**Your objective**: Transcribe the material in full, exactly as written.

Spatial annotation records:
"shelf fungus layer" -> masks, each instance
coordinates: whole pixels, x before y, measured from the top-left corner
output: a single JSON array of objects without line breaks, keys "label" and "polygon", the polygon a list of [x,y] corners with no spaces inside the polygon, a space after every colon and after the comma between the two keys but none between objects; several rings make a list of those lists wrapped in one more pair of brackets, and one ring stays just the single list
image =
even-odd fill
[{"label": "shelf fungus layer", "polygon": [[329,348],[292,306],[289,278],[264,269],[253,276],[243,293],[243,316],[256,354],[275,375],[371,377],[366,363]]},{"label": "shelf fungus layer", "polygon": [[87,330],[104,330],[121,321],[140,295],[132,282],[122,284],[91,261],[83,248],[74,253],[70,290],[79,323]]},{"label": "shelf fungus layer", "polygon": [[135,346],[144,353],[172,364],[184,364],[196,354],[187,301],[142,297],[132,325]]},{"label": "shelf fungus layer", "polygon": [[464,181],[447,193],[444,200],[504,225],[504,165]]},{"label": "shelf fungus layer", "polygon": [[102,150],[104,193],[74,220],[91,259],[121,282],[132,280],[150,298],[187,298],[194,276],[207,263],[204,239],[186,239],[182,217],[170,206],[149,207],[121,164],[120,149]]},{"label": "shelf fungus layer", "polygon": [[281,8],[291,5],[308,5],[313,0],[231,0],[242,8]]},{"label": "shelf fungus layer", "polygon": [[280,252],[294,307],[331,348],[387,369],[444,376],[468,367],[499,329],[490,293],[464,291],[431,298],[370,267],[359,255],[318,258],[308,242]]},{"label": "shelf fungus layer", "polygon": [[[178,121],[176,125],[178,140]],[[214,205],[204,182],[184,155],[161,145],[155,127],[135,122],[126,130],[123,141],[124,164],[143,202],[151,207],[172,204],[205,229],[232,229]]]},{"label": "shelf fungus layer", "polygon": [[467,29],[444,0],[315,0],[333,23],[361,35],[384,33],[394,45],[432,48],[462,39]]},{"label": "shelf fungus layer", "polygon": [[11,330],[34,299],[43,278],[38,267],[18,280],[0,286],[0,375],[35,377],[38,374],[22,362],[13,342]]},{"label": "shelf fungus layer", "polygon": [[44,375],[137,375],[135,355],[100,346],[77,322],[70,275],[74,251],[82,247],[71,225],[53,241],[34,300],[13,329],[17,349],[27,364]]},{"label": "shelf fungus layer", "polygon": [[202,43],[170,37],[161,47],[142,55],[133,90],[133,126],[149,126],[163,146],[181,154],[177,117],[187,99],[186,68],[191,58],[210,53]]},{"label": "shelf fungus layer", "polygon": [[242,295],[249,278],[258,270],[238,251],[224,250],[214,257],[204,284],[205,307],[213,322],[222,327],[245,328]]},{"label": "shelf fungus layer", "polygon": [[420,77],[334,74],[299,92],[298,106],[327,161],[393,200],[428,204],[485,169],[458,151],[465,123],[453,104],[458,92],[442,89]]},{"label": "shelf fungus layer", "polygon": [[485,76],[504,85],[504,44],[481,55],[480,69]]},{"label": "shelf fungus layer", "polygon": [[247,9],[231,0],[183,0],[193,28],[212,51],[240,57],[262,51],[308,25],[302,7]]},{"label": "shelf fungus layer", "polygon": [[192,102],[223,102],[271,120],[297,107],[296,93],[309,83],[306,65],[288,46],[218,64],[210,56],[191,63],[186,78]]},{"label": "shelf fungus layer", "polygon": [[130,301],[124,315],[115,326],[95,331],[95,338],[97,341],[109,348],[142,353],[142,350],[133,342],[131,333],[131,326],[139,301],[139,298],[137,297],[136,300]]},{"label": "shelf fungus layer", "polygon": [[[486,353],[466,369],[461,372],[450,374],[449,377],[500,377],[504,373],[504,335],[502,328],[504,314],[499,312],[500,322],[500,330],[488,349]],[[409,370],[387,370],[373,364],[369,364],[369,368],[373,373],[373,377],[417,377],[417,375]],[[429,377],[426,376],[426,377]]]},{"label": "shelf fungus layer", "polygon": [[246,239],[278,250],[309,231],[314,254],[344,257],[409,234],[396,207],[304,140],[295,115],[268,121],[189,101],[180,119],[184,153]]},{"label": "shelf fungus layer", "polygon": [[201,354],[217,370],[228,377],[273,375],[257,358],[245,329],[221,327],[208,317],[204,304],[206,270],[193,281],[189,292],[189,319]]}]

**Final result**:
"shelf fungus layer" -> masks, each instance
coordinates: whole pixels, x before y, measured from the top-left corner
output: a single JSON array of objects without line breaks, keys "label" and "polygon", the polygon a list of [x,y] corners with no spaces inside the polygon, a space after every colon and after the comma between the two keys but none between objects; several rings make a list of those lists wrapped in one more pair of brackets, and one ring stays just the single list
image =
even-odd fill
[{"label": "shelf fungus layer", "polygon": [[329,348],[292,306],[289,278],[264,269],[253,276],[243,293],[243,316],[256,354],[275,375],[371,377],[366,363]]},{"label": "shelf fungus layer", "polygon": [[87,330],[104,330],[121,321],[140,295],[132,282],[122,284],[91,261],[83,248],[74,253],[70,290],[79,323]]},{"label": "shelf fungus layer", "polygon": [[135,346],[144,353],[172,364],[184,364],[196,354],[187,301],[142,297],[132,325]]},{"label": "shelf fungus layer", "polygon": [[464,181],[447,193],[444,200],[504,225],[504,165]]},{"label": "shelf fungus layer", "polygon": [[102,150],[104,193],[74,220],[91,259],[121,282],[132,280],[150,298],[187,298],[194,276],[207,263],[204,239],[186,239],[182,217],[170,206],[149,207],[121,164],[120,149]]},{"label": "shelf fungus layer", "polygon": [[281,8],[291,5],[308,5],[313,0],[231,0],[242,8]]},{"label": "shelf fungus layer", "polygon": [[280,252],[294,307],[331,348],[387,369],[444,376],[468,367],[499,329],[490,293],[464,291],[431,298],[370,267],[359,255],[318,258],[308,242]]},{"label": "shelf fungus layer", "polygon": [[[178,121],[176,125],[178,140]],[[214,205],[204,182],[184,155],[161,145],[155,127],[135,122],[126,130],[123,141],[124,164],[143,202],[151,207],[172,204],[205,229],[232,229]]]},{"label": "shelf fungus layer", "polygon": [[467,29],[444,0],[315,0],[333,23],[361,35],[384,33],[394,45],[432,48],[462,39]]},{"label": "shelf fungus layer", "polygon": [[11,330],[34,299],[43,278],[38,267],[18,280],[0,286],[0,375],[35,377],[38,374],[22,362],[13,342]]},{"label": "shelf fungus layer", "polygon": [[44,375],[137,375],[135,355],[100,346],[77,322],[70,275],[74,251],[82,247],[71,225],[53,241],[34,300],[13,329],[17,349],[27,364]]},{"label": "shelf fungus layer", "polygon": [[202,43],[170,37],[161,47],[142,55],[133,90],[133,126],[149,126],[163,146],[181,154],[177,117],[187,99],[186,68],[191,58],[210,53]]},{"label": "shelf fungus layer", "polygon": [[242,295],[249,278],[258,270],[238,251],[224,250],[214,257],[204,284],[205,307],[213,322],[222,327],[245,328]]},{"label": "shelf fungus layer", "polygon": [[420,77],[334,74],[299,92],[298,106],[327,161],[393,200],[428,204],[485,169],[458,151],[465,123],[453,104],[458,92],[442,89]]},{"label": "shelf fungus layer", "polygon": [[485,76],[504,85],[504,44],[481,55],[480,69]]},{"label": "shelf fungus layer", "polygon": [[247,9],[231,0],[183,0],[193,28],[212,51],[240,57],[262,51],[308,25],[302,7]]},{"label": "shelf fungus layer", "polygon": [[192,102],[223,102],[271,120],[297,107],[296,93],[309,83],[306,65],[288,46],[218,64],[210,56],[191,63],[186,78]]},{"label": "shelf fungus layer", "polygon": [[130,301],[124,315],[115,326],[95,331],[95,338],[97,341],[109,348],[142,353],[142,350],[133,342],[131,333],[131,326],[139,301],[139,298],[137,297],[136,300]]},{"label": "shelf fungus layer", "polygon": [[[486,353],[466,369],[461,372],[450,374],[449,377],[500,377],[504,373],[504,335],[502,328],[504,314],[499,312],[500,322],[500,330],[488,349]],[[409,370],[387,370],[373,364],[369,364],[369,368],[373,373],[373,377],[417,377],[417,375]],[[429,377],[426,376],[426,377]]]},{"label": "shelf fungus layer", "polygon": [[246,239],[278,250],[309,231],[314,254],[344,257],[409,234],[396,207],[304,140],[295,115],[268,121],[189,101],[180,119],[184,153]]},{"label": "shelf fungus layer", "polygon": [[201,354],[217,370],[228,377],[273,375],[257,358],[245,329],[221,327],[208,317],[204,304],[206,270],[193,281],[189,292],[189,319]]}]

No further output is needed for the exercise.